**EXERCISE DIRECTIONS:** Copy the rows word for word, from the line containing "Locate every instance of the jacket sleeve" through the last line of the rows.

**MATERIALS PROVIDED:**
◆ ◆ ◆

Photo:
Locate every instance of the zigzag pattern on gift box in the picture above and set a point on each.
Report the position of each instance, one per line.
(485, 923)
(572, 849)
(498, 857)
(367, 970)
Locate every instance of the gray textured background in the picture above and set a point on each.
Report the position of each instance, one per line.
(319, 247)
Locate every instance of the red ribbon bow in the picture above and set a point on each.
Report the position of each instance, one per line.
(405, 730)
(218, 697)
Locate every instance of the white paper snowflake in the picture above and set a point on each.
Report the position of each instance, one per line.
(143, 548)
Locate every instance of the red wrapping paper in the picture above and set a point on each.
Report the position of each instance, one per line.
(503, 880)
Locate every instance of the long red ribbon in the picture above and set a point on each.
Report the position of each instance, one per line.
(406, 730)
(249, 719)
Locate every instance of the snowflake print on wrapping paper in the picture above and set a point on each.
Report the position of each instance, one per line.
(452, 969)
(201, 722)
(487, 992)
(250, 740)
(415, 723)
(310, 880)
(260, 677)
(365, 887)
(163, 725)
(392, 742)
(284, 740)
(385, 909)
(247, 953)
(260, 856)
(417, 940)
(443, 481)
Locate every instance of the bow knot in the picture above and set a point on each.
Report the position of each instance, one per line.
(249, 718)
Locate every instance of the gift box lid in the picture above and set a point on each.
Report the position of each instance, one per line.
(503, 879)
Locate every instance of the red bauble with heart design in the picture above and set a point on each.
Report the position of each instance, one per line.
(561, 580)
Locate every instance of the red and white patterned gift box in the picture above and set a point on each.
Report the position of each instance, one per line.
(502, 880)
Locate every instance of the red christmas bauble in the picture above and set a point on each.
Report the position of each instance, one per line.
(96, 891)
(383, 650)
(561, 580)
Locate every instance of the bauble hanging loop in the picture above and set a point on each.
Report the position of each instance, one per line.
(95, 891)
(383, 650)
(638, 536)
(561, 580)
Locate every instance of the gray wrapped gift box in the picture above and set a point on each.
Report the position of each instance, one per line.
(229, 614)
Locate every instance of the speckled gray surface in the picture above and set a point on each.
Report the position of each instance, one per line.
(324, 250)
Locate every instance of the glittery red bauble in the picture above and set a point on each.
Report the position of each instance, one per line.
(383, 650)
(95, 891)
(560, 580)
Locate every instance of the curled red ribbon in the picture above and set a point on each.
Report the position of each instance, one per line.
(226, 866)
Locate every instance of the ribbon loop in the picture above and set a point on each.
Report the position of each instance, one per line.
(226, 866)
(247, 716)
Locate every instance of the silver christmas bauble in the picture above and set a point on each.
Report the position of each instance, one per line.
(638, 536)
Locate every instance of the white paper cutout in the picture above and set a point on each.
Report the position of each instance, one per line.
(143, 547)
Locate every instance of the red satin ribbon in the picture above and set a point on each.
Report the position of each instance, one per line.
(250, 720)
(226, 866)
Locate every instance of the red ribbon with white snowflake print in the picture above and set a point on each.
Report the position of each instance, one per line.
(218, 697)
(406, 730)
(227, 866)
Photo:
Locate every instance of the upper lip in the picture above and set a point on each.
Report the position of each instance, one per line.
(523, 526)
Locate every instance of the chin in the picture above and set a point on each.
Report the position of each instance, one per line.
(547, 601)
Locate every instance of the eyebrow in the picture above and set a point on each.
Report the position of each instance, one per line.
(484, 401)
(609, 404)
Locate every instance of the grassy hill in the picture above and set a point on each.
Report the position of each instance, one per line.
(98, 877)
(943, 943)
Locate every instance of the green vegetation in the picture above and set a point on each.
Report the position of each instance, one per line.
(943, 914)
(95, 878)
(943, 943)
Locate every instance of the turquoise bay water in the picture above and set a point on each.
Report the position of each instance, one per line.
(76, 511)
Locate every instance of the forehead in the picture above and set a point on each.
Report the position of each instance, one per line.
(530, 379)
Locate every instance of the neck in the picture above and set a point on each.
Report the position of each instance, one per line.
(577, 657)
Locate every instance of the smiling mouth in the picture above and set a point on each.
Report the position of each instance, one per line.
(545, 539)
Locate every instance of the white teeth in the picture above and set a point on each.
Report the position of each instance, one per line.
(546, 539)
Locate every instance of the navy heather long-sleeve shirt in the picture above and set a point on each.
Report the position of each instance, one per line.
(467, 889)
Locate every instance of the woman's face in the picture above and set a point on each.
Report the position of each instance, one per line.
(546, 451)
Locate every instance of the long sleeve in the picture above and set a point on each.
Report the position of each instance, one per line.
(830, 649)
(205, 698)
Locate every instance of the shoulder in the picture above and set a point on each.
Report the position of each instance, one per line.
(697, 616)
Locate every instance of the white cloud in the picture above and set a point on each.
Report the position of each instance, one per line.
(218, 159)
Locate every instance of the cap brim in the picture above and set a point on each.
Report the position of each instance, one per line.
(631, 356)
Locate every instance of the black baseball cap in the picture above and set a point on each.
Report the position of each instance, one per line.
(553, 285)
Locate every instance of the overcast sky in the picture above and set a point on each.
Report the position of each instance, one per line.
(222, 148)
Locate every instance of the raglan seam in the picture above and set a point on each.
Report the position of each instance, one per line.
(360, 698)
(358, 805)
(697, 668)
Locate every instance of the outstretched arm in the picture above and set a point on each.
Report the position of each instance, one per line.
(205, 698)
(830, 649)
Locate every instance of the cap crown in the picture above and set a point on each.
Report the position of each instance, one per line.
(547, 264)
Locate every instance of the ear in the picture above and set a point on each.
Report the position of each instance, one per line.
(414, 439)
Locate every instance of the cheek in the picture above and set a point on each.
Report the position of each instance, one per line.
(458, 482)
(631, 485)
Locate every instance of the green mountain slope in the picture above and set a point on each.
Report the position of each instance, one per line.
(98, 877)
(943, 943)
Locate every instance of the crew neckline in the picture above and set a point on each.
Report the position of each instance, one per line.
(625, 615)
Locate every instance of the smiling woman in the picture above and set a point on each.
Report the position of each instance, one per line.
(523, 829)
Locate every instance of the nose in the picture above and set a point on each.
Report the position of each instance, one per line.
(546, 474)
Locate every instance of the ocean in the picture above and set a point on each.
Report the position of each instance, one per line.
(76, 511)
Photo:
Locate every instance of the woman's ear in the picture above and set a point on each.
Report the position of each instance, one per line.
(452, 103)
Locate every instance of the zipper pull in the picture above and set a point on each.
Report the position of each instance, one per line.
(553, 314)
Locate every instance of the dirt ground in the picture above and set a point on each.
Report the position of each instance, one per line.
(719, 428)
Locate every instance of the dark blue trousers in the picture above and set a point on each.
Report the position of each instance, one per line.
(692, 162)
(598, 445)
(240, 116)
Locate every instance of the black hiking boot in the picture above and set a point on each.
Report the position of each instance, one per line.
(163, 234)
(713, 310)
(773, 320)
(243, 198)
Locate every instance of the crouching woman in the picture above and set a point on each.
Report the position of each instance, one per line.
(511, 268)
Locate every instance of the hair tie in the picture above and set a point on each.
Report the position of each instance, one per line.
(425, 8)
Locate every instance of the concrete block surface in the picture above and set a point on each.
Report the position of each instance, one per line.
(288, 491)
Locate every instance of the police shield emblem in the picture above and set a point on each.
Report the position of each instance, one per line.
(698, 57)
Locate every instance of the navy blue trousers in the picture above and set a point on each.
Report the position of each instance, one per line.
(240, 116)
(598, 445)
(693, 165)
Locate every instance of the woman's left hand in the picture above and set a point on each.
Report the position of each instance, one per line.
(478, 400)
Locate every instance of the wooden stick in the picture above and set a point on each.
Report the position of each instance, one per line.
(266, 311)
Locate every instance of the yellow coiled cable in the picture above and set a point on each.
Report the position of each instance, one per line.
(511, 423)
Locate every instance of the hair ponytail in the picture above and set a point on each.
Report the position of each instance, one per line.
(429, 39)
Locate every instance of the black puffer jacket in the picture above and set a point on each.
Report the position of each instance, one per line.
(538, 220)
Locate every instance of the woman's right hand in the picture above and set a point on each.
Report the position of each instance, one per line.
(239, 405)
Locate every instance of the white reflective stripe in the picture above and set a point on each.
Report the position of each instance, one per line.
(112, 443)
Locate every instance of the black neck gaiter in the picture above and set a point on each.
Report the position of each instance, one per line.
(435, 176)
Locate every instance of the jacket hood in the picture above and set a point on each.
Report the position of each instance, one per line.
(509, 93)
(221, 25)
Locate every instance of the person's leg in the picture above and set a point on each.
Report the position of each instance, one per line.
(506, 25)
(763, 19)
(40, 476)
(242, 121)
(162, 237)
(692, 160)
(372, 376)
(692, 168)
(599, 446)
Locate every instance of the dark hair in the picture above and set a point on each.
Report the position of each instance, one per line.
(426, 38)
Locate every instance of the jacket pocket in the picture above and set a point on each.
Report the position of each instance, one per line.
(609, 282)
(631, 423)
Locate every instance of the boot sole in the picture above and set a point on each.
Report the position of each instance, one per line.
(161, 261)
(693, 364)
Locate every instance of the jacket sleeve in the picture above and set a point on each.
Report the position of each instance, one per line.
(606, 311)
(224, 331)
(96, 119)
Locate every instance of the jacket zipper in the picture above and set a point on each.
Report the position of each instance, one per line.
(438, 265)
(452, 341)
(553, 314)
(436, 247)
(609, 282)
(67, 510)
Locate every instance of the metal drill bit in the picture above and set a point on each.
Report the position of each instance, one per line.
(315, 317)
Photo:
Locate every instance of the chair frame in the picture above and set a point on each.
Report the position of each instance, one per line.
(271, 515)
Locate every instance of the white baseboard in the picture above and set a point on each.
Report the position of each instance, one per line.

◆ ◆ ◆

**SOLVED PROBLEM:**
Locate every instance of the jacket sleeve in the picture above and set a point on each.
Report the position of each instance, one per line.
(606, 311)
(224, 331)
(96, 119)
Locate every instance of the jacket zipper in the picture above and set a point on each.
Report the position of each instance, one per line.
(438, 265)
(452, 341)
(553, 314)
(436, 247)
(609, 282)
(67, 510)
Locate every instance of the metal drill bit in the picture above and set a point on each.
Report the position of each instance, one per line.
(315, 317)
Photo:
Locate every instance of the chair frame in the picture above and set a point on each.
Report the position of each instance, one per line.
(271, 515)
Locate every instance of the white baseboard in the picture above and set a point on each.
Report the position of each instance, one per line.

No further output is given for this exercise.